PROBLEM:
Please list every line of the listing below that contains the string "column", matching case exactly.

Collected data entries:

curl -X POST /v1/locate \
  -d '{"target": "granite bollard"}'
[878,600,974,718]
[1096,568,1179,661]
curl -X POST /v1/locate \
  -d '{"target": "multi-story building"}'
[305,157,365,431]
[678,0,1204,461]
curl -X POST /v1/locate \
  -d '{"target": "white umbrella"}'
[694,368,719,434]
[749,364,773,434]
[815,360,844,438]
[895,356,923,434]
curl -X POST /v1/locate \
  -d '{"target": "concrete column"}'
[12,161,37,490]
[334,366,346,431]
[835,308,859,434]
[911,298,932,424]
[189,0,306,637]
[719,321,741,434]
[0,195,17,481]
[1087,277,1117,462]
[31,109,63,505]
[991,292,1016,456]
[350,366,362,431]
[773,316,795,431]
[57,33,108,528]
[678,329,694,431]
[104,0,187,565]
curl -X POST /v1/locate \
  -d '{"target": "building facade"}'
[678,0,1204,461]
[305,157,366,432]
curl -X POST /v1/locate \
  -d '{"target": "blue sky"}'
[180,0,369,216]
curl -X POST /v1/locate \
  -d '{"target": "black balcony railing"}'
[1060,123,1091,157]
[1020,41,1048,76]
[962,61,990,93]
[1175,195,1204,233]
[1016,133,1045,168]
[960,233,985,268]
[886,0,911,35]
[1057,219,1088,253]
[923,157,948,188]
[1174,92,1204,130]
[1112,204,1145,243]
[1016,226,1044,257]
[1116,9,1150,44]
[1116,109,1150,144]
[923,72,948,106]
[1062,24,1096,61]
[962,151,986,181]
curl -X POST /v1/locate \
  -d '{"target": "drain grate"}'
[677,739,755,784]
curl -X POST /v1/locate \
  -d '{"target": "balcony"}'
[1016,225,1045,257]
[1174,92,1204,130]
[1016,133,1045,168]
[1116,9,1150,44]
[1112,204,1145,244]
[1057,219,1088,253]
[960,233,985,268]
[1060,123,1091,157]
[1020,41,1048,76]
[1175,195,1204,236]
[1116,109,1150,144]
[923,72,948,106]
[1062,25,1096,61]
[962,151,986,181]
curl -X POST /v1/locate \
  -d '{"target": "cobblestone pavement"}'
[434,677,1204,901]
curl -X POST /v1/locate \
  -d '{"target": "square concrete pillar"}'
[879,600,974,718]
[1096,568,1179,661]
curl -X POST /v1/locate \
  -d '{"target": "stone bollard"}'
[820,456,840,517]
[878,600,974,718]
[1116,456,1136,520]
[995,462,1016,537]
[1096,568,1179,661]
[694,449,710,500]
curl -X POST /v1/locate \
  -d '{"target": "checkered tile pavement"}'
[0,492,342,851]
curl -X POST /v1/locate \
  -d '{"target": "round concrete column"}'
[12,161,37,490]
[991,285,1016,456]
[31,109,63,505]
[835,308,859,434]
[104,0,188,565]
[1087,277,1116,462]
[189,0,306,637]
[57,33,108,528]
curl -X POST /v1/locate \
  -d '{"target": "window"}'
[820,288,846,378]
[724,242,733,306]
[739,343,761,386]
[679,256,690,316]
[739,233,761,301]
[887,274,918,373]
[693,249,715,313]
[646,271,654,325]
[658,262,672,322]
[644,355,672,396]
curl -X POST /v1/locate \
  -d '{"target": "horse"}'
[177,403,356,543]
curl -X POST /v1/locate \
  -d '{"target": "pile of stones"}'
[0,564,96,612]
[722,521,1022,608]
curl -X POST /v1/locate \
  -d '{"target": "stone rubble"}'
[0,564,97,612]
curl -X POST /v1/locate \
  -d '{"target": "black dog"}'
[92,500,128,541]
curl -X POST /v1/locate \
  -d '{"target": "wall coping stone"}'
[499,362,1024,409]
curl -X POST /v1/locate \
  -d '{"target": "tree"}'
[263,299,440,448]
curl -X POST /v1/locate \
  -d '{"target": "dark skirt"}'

SOLUTION TO THE PROBLEM:
  -d '{"target": "concrete column"}'
  -d '{"target": "round concrete column"}'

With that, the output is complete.